Dataset entries:
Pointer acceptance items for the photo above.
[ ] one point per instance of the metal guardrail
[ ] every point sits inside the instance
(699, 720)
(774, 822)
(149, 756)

Work order:
Repeat the data in its entirety, exactly as written.

Output for this task:
Pointer acceptance items for the photo above.
[ ] one point per instance of the metal guardrail
[ ] every point sits inside the instance
(699, 720)
(774, 822)
(149, 756)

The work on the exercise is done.